The request:
Reproduce the listing below verbatim, line for line, and omit the pictures from the copy.

Listing:

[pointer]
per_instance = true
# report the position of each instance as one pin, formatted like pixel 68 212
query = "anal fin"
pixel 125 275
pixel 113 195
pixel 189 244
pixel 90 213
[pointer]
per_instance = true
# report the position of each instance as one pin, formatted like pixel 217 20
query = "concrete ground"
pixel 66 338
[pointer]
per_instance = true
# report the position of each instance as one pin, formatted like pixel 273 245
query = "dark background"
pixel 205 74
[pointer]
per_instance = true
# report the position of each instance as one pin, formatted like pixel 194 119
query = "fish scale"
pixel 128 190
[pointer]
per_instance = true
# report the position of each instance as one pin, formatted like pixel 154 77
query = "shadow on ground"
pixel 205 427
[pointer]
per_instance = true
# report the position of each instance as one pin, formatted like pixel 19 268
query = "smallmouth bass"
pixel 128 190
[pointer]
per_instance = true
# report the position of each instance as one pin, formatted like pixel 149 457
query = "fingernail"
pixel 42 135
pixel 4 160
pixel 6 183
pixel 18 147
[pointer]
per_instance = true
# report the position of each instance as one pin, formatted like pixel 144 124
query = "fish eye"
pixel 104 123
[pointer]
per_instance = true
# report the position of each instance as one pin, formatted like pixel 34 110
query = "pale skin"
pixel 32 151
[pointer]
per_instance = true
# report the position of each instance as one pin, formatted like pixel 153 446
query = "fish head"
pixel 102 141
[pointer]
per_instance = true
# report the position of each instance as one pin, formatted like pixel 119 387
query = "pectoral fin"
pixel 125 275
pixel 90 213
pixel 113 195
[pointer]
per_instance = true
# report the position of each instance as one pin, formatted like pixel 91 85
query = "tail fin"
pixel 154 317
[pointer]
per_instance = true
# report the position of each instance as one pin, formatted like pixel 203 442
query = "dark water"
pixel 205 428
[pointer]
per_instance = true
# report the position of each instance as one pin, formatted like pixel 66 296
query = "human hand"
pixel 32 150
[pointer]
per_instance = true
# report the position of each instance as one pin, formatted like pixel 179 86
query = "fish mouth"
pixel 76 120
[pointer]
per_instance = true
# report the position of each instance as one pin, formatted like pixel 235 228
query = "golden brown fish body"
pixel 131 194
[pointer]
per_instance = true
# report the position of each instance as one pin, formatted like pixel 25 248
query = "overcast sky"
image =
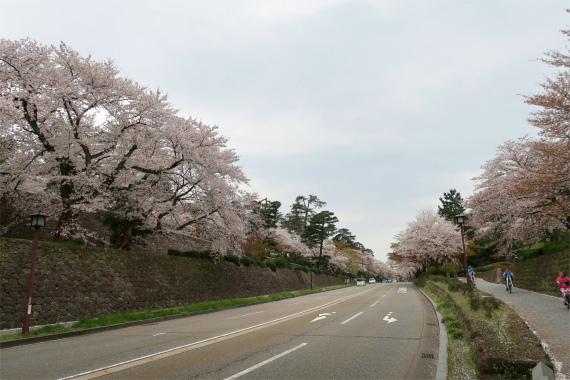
pixel 376 107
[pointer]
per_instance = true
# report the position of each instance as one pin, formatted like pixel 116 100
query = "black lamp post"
pixel 460 219
pixel 37 221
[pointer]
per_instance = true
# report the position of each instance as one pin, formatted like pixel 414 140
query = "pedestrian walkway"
pixel 546 316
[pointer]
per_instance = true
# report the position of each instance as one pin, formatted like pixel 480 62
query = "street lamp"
pixel 460 219
pixel 37 221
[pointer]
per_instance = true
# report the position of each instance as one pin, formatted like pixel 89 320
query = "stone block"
pixel 542 372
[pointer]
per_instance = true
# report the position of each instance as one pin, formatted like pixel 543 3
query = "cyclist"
pixel 471 273
pixel 563 284
pixel 506 273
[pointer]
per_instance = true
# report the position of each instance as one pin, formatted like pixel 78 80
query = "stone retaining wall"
pixel 72 282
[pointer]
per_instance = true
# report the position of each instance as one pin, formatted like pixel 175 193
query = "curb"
pixel 93 330
pixel 441 373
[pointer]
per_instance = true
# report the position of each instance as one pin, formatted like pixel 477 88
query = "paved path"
pixel 547 317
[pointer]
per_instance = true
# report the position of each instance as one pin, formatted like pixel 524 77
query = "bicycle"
pixel 509 284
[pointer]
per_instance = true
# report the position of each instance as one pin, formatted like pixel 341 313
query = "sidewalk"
pixel 546 316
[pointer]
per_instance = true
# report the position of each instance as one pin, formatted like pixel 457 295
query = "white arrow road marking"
pixel 265 362
pixel 390 319
pixel 351 318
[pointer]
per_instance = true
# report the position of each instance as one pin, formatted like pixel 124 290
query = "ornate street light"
pixel 460 219
pixel 37 221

Solved exercise:
[pointer]
per_instance = true
# report the position of each instance as one pin, formatted like pixel 68 212
query = "anal fin"
pixel 125 275
pixel 113 195
pixel 189 244
pixel 90 213
[pointer]
per_instance = true
# report the position of each instance as one pin, formatted like pixel 217 20
query = "concrete ground"
pixel 66 338
[pointer]
per_instance = true
# report the position of each instance as one pin, formatted like pixel 273 245
query = "dark background"
pixel 205 74
[pointer]
per_instance = true
# report the position of each instance as one pin, formatted like pixel 194 119
query = "fish scale"
pixel 128 190
[pointer]
per_instance = true
# report the position of each instance as one pin, formatted like pixel 154 77
query = "shadow on ground"
pixel 205 427
[pointer]
per_instance = true
# report the position of each instance as one pin, formatted like pixel 19 268
query = "smallmouth bass"
pixel 128 190
[pointer]
per_instance = true
# report the position of each instance as one pin, formatted like pixel 149 457
query = "fingernail"
pixel 42 135
pixel 4 160
pixel 6 183
pixel 18 147
[pointer]
per_instance = true
# report the position of each instance as one pin, formatted like pixel 144 124
query = "fish eye"
pixel 104 123
[pointer]
per_instance = true
# report the position of each instance as one pin, formatted like pixel 34 110
query = "pale skin"
pixel 32 151
[pointer]
per_instance = true
# report the position of each instance as one pin, formatted like pixel 153 446
query = "fish head"
pixel 102 141
[pointer]
per_instance = true
# report the position of each instance as one pin, formatted like pixel 119 387
query = "pectoral fin"
pixel 125 275
pixel 90 213
pixel 113 195
[pointer]
per_instance = true
# report the position of each instance as one pin, formatted like pixel 91 85
query = "tail fin"
pixel 154 317
[pointer]
per_instance = true
# report the position of each instance as one pin, formatted like pixel 203 442
query = "dark water"
pixel 205 428
[pointer]
per_instance = true
# report the position of each instance as one pin, formatted like pixel 66 296
query = "human hand"
pixel 32 150
[pointer]
per_instance = true
# report the position of each instance as one pin, formatted like pixel 179 86
query = "fish mouth"
pixel 76 120
[pointer]
per_instance = true
# report the position of each instance as one pin, formatted like pixel 235 228
query = "golden brown fish body"
pixel 131 194
[pointer]
per_instance = true
# report the position of each instance as one pin, formatted like pixel 25 248
query = "overcast sky"
image =
pixel 376 107
[pointer]
per_instance = true
# report the position of each instance as one pin, formatted like pixel 116 100
query = "black lamp post"
pixel 460 219
pixel 37 221
[pointer]
per_instance = true
# report the position of each instance as one pin, formatted like pixel 414 140
query = "pedestrian walkway"
pixel 546 316
[pointer]
per_instance = true
# report the position of each instance as one pin, formatted like pixel 480 62
query = "street lamp"
pixel 460 219
pixel 37 221
[pointer]
per_instance = true
# report the position of each instance as one pin, formatted like pixel 89 320
query = "stone block"
pixel 542 372
[pointer]
per_instance = true
# report the position of each instance as one pin, formatted like pixel 543 3
query = "cyclist"
pixel 471 273
pixel 563 284
pixel 506 273
[pointer]
per_instance = true
# report the position of each instance as one pin, formatted like pixel 78 80
query = "stone retaining wall"
pixel 72 282
[pointer]
per_instance = true
# report the position of each instance as one pin, formatted like pixel 175 193
query = "curb"
pixel 93 330
pixel 441 373
[pointer]
per_instance = true
# report the position of each instance as one pin, formatted like pixel 477 88
query = "paved path"
pixel 547 317
[pointer]
per_instance = true
# report the position of each instance as one pin, formatted like pixel 524 77
query = "bicycle"
pixel 509 284
[pointer]
per_instance = true
# report the position of each instance as one pin, formatted like pixel 341 313
query = "sidewalk"
pixel 546 316
[pointer]
per_instance = true
# report the position of each instance as one pin, formatted like pixel 457 295
query = "white arrow road marking"
pixel 265 362
pixel 390 319
pixel 351 318
[pointer]
per_instance = true
# report the position of each instance as one pin, formatted like pixel 124 290
query = "ornate street light"
pixel 460 219
pixel 37 221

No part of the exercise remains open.